__Task list__:
a – Reproduce word for word the passage of the Miss Manners column that opens with the words "When Miss Manners" and closes with "the general welfare.".
b – Name every source of prescribed duties that the Miss Manners column says has been eroded.

Are social equality and independence finally being achieved?

Miss Manners has heard a lot of talk by people who imagine they personify such an ideal. And highly unsavory talk it is, too:

"No, darling, we certainly cannot split the bill fifty-fifty. You had dessert and I didn't."

"What's the difference if they're related to us? I won't have them; they bore me."

"I presume they sent us a gift because they wanted to, not because they expected to be thanked."

"I'm perfectly capable of opening that door for myself; my arm's not broken."

"Why should I make allowances for the fact that she has children? That's her choice; I didn't ask her to have children."

"I never go to funerals; it depresses me."

When Miss Manners had wispy dreams of social equality, she never envisioned its meaning every man or woman for him or herself, asking nothing and giving nothing. She rather thought that independence meant that we should all carry our full social weight, with nobody excused from the obligation to contribute to the general welfare.

There used to be a rough sort of reciprocity in automatically assigned roles. A lady was expected to offer an occasional home-cooked meal for a gentleman who took her out to dine. If things really steamed up and he lavished presents on her, she would needlepoint him a pair of slippers. (Yes, Miss Manners has heard about men whose idea of reciprocity was: "What do you mean, you don't feel 'that way' about me? Do you know how much I spent on you this evening?" But she was talking about gentlemen.)

How much better things would be, Miss Manners and many others imagined, if they were a bit more openly equalized.

Instead, they seemed to get worse. As the prescribed duties of gender, age, family, rank and position have been eroded, individual responsibility is seldom forthcoming to take their place. Too many people, Miss Manners has heard to her regret, act as if they don't owe anybody anything -- and then brood that others are not doing enough for them.

There are reports of both ladies and gentlemen who are perfectly content now to be the objects of blatantly one-sided courtships, if only they can get away with it.

Where it used to be a point of pride with the young to grow up enough to make their own way and assist others instead of always being assisted, it is often now accepted that the elders should always provide the resources -- money, hospitality and responsibility.

__Data extract__:
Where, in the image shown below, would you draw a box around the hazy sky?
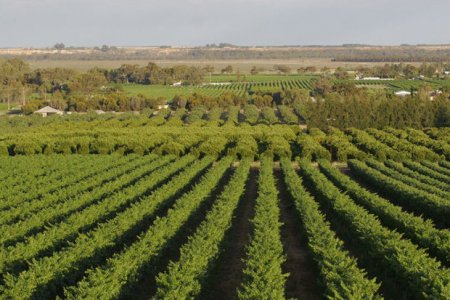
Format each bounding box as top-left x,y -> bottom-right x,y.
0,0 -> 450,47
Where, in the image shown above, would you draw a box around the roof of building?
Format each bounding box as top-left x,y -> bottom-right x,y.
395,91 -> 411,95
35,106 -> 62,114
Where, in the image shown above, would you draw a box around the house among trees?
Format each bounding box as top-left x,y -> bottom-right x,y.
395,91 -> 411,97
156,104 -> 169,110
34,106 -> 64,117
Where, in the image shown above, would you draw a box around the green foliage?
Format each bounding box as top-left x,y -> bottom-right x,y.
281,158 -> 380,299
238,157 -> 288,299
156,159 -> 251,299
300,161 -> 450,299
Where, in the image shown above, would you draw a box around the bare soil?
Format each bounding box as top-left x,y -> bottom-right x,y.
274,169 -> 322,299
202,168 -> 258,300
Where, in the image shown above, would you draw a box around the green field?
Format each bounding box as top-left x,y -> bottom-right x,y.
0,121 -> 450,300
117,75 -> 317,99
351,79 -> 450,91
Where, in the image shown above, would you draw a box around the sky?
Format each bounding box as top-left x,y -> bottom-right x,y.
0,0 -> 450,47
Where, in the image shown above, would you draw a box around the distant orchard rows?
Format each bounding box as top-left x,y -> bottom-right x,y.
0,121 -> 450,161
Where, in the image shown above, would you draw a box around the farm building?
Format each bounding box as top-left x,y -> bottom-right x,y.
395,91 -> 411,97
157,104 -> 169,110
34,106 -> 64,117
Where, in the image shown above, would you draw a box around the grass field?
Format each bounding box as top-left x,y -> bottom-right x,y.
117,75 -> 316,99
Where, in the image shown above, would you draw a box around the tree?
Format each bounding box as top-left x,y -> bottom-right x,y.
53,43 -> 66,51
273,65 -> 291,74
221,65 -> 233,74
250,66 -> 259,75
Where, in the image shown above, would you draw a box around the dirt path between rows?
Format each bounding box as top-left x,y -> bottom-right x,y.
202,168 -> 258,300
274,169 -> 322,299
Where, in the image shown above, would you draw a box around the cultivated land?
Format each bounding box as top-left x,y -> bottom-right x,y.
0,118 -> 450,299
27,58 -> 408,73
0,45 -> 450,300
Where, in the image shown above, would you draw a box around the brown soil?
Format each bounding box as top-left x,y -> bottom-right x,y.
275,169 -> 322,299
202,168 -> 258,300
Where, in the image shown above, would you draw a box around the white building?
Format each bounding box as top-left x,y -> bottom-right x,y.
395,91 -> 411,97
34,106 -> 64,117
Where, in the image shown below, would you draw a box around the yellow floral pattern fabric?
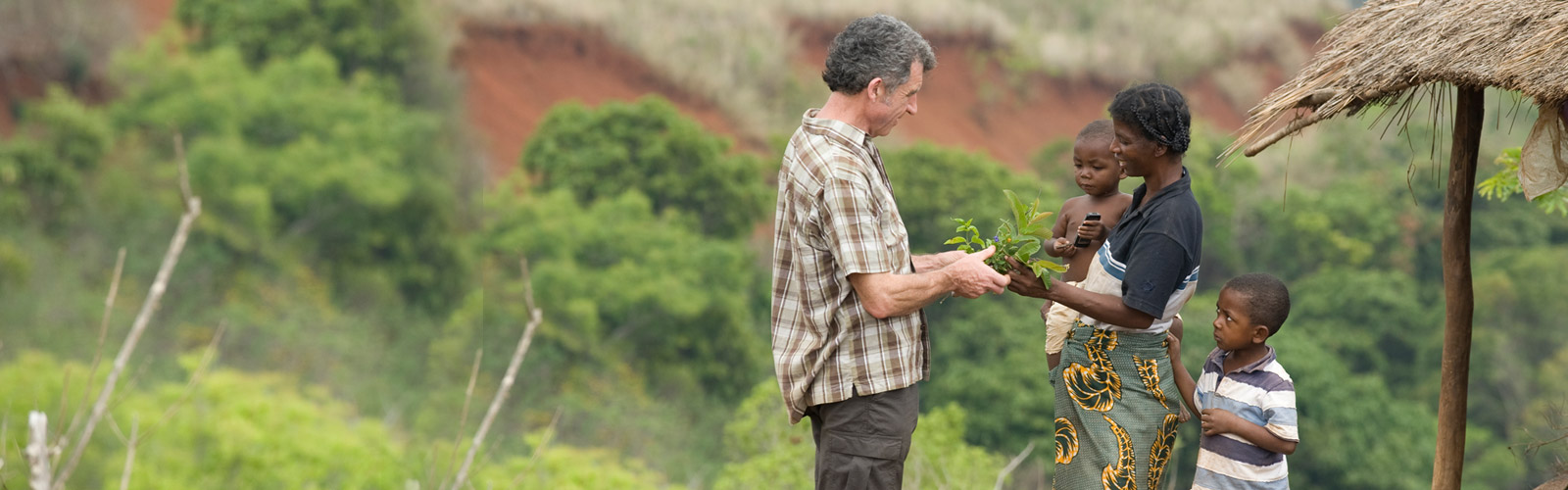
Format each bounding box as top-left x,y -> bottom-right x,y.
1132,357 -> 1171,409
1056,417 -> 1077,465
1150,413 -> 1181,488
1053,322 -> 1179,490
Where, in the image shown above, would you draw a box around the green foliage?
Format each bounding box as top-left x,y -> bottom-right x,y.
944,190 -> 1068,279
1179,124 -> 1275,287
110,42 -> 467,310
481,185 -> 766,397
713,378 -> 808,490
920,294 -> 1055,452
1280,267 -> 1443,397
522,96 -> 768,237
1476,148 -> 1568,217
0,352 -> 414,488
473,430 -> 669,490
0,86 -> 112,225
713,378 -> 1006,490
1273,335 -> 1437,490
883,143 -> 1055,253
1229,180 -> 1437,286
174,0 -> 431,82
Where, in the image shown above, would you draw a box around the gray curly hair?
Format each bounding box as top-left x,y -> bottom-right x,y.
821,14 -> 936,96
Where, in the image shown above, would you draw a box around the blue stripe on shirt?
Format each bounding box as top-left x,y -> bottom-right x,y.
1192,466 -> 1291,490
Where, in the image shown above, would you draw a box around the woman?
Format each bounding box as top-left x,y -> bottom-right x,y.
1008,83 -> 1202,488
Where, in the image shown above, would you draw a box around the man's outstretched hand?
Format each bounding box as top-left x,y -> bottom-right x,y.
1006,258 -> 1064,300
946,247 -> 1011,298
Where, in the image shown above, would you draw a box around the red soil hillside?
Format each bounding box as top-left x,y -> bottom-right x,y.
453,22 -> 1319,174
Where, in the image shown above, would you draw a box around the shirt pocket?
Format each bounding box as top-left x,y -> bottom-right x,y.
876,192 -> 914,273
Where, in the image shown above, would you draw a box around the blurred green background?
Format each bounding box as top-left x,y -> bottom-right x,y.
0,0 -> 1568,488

---

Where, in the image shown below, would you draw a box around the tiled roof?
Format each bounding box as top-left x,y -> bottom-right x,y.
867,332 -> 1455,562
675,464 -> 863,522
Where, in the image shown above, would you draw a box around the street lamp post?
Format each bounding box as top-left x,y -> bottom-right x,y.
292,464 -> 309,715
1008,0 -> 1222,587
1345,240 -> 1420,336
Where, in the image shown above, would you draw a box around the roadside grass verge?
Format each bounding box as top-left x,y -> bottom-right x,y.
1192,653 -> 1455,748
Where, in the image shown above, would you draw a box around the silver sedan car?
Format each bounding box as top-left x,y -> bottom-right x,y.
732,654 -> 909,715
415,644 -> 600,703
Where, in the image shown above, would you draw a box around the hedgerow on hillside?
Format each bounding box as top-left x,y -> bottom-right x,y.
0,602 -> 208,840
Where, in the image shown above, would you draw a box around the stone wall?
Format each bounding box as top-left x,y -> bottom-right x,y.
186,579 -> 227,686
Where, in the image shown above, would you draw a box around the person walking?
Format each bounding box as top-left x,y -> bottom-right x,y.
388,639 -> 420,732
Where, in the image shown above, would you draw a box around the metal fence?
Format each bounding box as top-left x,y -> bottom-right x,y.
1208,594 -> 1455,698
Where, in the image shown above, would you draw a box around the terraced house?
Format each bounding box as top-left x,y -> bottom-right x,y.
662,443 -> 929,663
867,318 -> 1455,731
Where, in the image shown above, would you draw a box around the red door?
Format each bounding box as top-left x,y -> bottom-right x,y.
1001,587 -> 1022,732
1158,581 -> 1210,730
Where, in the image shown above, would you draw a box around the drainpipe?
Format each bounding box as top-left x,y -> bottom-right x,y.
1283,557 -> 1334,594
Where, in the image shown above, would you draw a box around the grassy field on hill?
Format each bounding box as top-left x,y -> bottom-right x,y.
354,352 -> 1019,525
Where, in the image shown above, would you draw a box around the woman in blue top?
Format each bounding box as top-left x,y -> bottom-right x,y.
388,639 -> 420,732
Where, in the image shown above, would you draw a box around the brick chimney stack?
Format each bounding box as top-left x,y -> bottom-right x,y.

__Solutions__:
a –
When Miss Manners had wispy dreams of social equality, she never envisioned its meaning every man or woman for him or herself, asking nothing and giving nothing. She rather thought that independence meant that we should all carry our full social weight, with nobody excused from the obligation to contribute to the general welfare.

b –
gender
age
family
rank
position